◆ Reading passage:
But there were other moments of friction with the president’s staff. During the 2012 campaign, Biden’s advisers encouraged him to meet with party donors to maintain viability for a future presidential run. Obama’s campaign team, led by Jim Messina, took it badly, wondering if Biden was out for himself. Biden, in turn, bristled at anyone questioning his loyalty.
The tension blew up in May 2012 when Biden endorsed same-sex marriage in a TV interview before the president did. Obama’s aides, like David Plouffe, his senior adviser, were angry that he had forced the president’s hand, and some suspected Biden was positioning himself for a future campaign.
Messina and much of the Obama campaign apparatus enlisted with Clinton at the start of the second term without so much as a nod at Biden. The person who worked with Biden said the vice president and his wife, Jill, were "stung" when Obama gave a joint interview with Clinton as she left the State Department in what looked like a passing of the baton. Still, Biden did not ask anyone to wait for him.
As some advisers point out, every vice president feels anxious about his treatment by the West Wing. By all accounts, Obama and Biden have forged a genuinely close relationship, one on display at Beau Biden’s funeral.
"Joe, you are my brother," Obama said with evident feeling, hugging Biden and kissing him on the cheek.
"My sense is that he and the president are very close, they’re close friends, and he’s regarded by a lot of us as maybe not the closest person to the president in government but among them," said Sen. Thomas R. Carper, a Democrat from Biden’s home state, Delaware.
Jared Bernstein, Biden’s former economics adviser, said the White House overcame any tension.
"There were times where he leaned too far over his skis, and of course nobody liked that," he said. "But in terms of the weight of his experience and his intuitive sense of how a lot of our stuff was playing with the middle class, I think he got a lot of respect."
The White House lately has made a point of showing that respect. Josh Earnest, the White House press secretary, said the president entrusted Biden with important issues like the stimulus package, gun control, Iraq and Ukraine.
"Through it all, the vice president has been highly effective, which has earned him the respect and admiration of everyone who works in the West Wing, including, of course, the president," Earnest said.

◆ Study material:
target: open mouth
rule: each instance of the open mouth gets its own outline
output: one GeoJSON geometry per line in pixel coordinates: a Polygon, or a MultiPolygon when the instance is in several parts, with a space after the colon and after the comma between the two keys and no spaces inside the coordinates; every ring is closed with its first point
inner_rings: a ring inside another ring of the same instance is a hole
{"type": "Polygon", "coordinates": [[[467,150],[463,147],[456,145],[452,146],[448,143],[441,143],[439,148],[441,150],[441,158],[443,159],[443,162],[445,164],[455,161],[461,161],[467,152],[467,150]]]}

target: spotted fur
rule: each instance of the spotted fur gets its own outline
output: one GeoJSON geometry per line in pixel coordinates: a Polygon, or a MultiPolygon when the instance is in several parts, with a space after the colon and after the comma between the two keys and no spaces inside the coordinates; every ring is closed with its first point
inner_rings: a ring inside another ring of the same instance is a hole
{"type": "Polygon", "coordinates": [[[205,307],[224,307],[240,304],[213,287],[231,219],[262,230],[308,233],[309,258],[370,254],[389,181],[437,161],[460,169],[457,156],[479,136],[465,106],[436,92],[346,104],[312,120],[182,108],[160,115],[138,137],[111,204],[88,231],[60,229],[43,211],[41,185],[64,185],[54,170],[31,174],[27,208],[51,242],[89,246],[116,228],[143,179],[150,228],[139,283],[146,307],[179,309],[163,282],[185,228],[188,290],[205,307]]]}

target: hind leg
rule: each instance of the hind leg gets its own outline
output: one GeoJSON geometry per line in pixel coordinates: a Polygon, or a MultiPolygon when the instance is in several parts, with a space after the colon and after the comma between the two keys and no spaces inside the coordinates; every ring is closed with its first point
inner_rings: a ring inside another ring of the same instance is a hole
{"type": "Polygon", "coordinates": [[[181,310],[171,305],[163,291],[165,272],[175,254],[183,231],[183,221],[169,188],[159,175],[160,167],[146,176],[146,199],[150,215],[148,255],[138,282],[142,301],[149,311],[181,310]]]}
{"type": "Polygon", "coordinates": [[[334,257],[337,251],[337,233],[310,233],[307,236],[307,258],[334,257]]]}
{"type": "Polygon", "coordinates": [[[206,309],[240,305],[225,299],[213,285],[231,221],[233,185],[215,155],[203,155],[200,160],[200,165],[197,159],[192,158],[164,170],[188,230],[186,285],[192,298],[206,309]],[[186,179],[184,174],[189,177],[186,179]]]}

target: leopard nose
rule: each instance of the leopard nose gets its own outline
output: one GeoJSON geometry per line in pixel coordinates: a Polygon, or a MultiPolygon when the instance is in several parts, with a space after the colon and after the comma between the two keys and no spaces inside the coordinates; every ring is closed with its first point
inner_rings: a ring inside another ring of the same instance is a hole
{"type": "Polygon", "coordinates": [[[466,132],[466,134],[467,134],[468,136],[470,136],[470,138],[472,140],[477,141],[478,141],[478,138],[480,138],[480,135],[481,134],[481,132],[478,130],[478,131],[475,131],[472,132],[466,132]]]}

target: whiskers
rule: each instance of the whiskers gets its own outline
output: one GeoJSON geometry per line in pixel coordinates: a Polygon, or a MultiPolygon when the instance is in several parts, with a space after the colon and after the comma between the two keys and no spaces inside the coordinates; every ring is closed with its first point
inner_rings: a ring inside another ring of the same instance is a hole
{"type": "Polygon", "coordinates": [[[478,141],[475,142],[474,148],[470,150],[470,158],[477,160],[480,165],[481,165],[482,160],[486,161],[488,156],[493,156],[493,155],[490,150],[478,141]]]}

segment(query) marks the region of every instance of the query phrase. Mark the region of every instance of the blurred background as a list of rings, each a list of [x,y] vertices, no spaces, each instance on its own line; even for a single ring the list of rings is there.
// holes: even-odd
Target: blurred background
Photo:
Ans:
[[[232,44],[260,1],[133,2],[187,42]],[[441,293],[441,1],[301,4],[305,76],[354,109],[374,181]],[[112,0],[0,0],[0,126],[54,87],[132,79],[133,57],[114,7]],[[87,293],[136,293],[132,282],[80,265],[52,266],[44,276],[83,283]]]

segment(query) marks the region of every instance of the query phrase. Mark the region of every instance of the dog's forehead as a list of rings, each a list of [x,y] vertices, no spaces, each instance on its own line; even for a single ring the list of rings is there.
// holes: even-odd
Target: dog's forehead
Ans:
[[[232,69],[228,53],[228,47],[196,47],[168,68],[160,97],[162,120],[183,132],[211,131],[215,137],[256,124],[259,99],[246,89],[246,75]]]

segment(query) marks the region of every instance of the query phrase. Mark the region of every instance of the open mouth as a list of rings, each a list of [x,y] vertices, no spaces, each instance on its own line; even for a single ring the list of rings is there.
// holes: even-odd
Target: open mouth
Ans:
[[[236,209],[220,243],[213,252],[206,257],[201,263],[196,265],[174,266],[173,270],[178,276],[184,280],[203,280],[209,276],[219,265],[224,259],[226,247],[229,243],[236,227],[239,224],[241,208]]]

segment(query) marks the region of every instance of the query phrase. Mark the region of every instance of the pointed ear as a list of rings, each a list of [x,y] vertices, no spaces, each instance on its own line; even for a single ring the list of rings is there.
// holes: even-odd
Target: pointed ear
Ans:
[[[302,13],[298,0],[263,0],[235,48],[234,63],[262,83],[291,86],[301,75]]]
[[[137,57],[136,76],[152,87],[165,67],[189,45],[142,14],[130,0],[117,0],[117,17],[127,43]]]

◆ What to do:
a. Quote the passage about Biden and the Obama White House word for word, starting with "As some advisers" and going on through "overcame any tension.".
b. Write what comes next in the passage about Biden and the Obama White House, picking up after its final sentence.
The items have no connection to the passage about Biden and the Obama White House.

◆ Answers for this exercise:
a.
As some advisers point out, every vice president feels anxious about his treatment by the West Wing. By all accounts, Obama and Biden have forged a genuinely close relationship, one on display at Beau Biden’s funeral.
"Joe, you are my brother," Obama said with evident feeling, hugging Biden and kissing him on the cheek.
"My sense is that he and the president are very close, they’re close friends, and he’s regarded by a lot of us as maybe not the closest person to the president in government but among them," said Sen. Thomas R. Carper, a Democrat from Biden’s home state, Delaware.
Jared Bernstein, Biden’s former economics adviser, said the White House overcame any tension.

b.
Inside Biden’s circle, some aides, like Mike Donilon, are enthusiastic about a campaign, arguing that the country needs him. Biden’s chief of staff, Steve Ricchetti, is described as trying to help him navigate the process in neutral fashion but devising a strategy in case he runs. Some friends said Biden should.
"I’ve known the man for 40 years — this is his destiny," said Gary Hindes, who co-hosted a dinner at the 21 Club in New York featuring Biden this week. "He’s conducted his entire political life, I think, with the fact that he very well one day would be president."
He added: "Now, maybe he doesn’t get in. But if I were him, I would not want to look back and think I should have taken the shot."
Others, like Ted Kaufman, Biden’s longtime friend, adviser and successor in the Senate, are said to be more dubious while trying to support his decision-making process. Advisers describe Jill Biden as broken up about Beau’s death and unenthusiastic about a campaign. Biden himself is concerned about Beau’s widow and children.
Now he is in a position he never imagined. When he came to the White House in 2009, he told The New York Times, he considered the vice presidency "a worthy capstone in my career." He resolved to pave the way for Beau Biden to continue the legacy. Then his son got cancer.
Friends say his emotional struggle has grown more difficult since Beau Biden’s death, not easier. He mentions Beau all the time. At 72, he is struggling to make peace with this period of his life. And the country is watching him do it.